> _Directive_
Convert the items below into a Markdown table with the columns "Line" and "Item text," numbering each row and skipping blank lines. Leave the pictures out of the table.

+++ Entries supplied

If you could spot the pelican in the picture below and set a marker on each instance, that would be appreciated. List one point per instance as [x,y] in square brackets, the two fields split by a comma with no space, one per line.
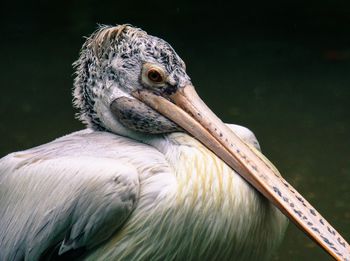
[154,176]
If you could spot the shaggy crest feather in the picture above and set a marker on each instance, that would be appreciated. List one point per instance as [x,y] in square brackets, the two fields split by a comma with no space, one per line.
[96,47]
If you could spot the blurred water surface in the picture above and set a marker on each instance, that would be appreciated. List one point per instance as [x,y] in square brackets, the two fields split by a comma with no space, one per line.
[287,80]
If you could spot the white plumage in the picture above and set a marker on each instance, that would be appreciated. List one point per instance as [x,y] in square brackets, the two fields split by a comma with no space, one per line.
[154,201]
[134,185]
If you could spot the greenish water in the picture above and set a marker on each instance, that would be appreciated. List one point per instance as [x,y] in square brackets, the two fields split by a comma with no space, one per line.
[292,91]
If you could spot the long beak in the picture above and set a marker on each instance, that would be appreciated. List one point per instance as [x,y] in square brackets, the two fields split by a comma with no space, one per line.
[185,108]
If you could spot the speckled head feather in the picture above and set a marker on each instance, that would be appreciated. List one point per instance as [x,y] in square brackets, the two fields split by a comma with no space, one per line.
[110,65]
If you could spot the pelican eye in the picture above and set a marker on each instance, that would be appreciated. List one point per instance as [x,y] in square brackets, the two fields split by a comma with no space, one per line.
[155,76]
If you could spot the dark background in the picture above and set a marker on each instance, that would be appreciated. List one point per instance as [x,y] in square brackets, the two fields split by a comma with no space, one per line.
[280,68]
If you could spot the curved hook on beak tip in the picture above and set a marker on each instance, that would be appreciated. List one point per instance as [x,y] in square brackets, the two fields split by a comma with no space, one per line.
[186,109]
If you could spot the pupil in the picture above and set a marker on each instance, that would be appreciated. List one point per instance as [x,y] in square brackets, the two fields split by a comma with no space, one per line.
[154,76]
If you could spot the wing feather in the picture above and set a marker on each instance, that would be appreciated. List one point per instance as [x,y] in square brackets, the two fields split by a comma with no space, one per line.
[74,201]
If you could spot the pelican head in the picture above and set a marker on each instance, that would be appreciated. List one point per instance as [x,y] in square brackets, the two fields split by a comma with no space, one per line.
[132,84]
[115,62]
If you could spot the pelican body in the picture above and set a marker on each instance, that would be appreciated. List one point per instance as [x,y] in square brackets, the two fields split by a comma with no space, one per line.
[154,176]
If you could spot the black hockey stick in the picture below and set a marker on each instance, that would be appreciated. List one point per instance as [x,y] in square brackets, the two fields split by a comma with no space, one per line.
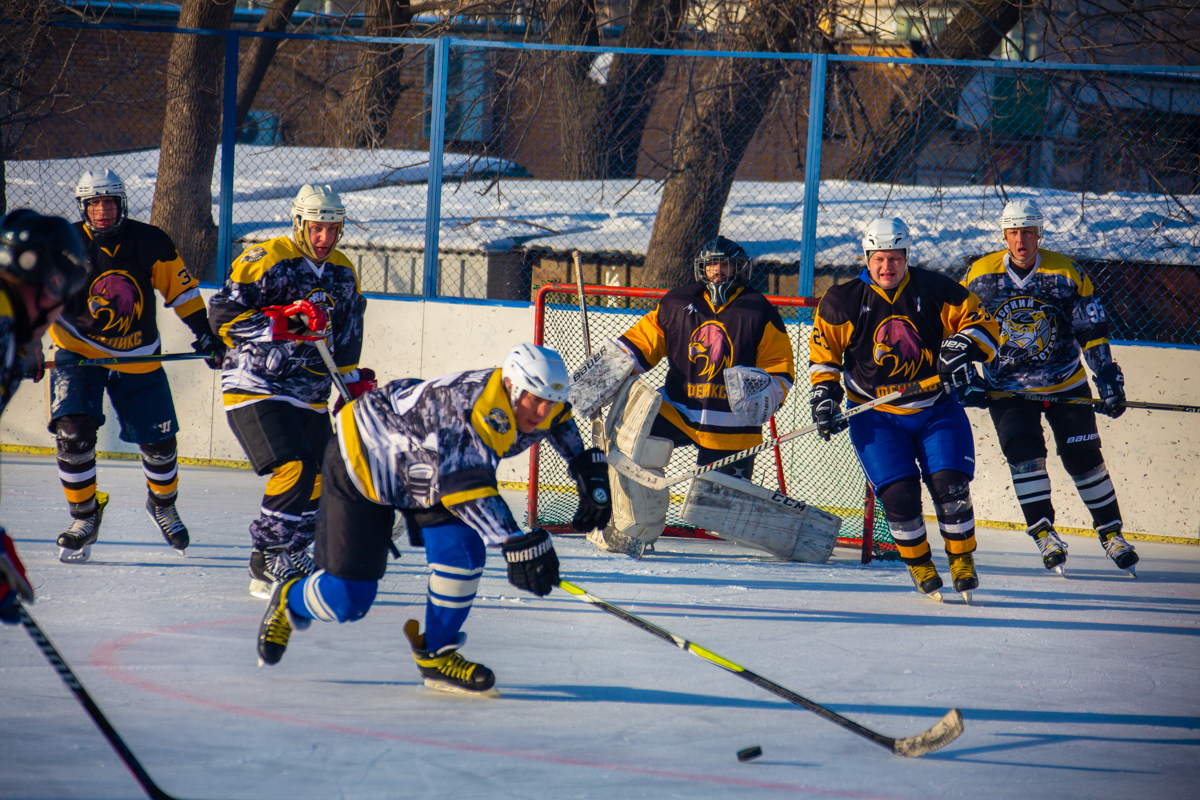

++++++

> _Worked solution_
| Line | Item text |
|---|---|
| 1 | If you could spot the pelican in the picture below and set a marker on each instance, that would be appreciated. List one point per instance as [x,y] in square brackets, the two fields split by a comma with no space, one per line. |
| 2 | [154,176] |
| 3 | If you could spot the shaggy crest feather in the picture above and set a marker on each instance, that would be appreciated. List one point per instance as [x,y] in square brackets, the two fields split by a comma with no space, one per line. |
| 4 | [96,47] |
| 5 | If you could spot the blurred water surface in the picture above and set a marker on each instance, that would be appreciated. List one point per instance as [x,y] in square brackets, the two fields split by a comma with no space, one per line. |
| 6 | [287,80] |
| 7 | If you could spot the white plumage in the picture above and set a marker on each instance, that would be appreciated. List one point per instance as [x,y] in square brackets, the two fields split by a comma with no space, one per line. |
| 8 | [154,201] |
| 9 | [134,185] |
| 10 | If you could spot the greenish water in the picture above and set a marker on each instance, that would be appreciated. List one point per instance as [x,y] in square brackets, the two fields split by a comma with no space, one per line. |
| 11 | [292,91] |
| 12 | If you could spot the long beak in the picture above and set a marker on each instance, that would be appreciated. List one point per instance as [x,y] in square brackets, the two fields split by a comma with no space, one per line. |
| 13 | [185,108] |
| 14 | If you could spot the speckled head feather in the picture above and set a marker on each instance, that would be appreciated. List one point per instance as [x,y] in square brackets, the two fields split by a comma with no space, one per line. |
| 15 | [110,65] |
| 16 | If you could spot the pelican eye in the picture above and set a marker on each instance, that would be appreciated. List one point per instance as [x,y] in square brackets, the two fields split by a comma with no space, one per line. |
| 17 | [155,76] |
| 18 | If you could spot the dark background in the picture above and set a marker on each instance, that would be appreciated. List one point per instance as [x,y] in square brackets, the two fields split by a comma with no space, one per line. |
| 19 | [280,68] |
| 20 | If you could spot the curved hook on beak tip in the picture above and set a marker on each instance, that would be appreciated. List one point per instance as [x,y] in square brackets, the two fields split by a comma with no space, one per line. |
| 21 | [186,109] |
| 22 | If you could spot the pupil in the picture above and set a marker on each instance, that would be appreciated. List one point per instance as [x,y] in square brackets, the two fields split by a comma with no space, one per line. |
| 23 | [154,76] |
| 24 | If you could spot the wing feather in the picture above and set a marker on each instance, that would be appreciated. List one point per instance as [x,y] in square brackets, the two fields split by a comma with no space, one per line. |
| 25 | [74,201] |
| 26 | If you could spot the pelican head in the picture above and set a marker on each instance, that would be appreciated. List one point per instance as [x,y] in square brackets, the two fields split by a comma with no space, one per line. |
| 27 | [132,84] |
| 28 | [115,62] |
| 29 | If you could spot the pelican body in the picture above and set a marker on each instance, that would be appreciated. List one point per instance as [x,y] in square brackets, the two fields split by a comma with no space, one per line. |
| 30 | [154,176] |
| 31 | If you could spot the black hockey stick in the picture below and set a marker on each instance, that would be appreciated. List one point per instance as [x,y] in square brackets, the two fields split by a comma with no space, one per line. |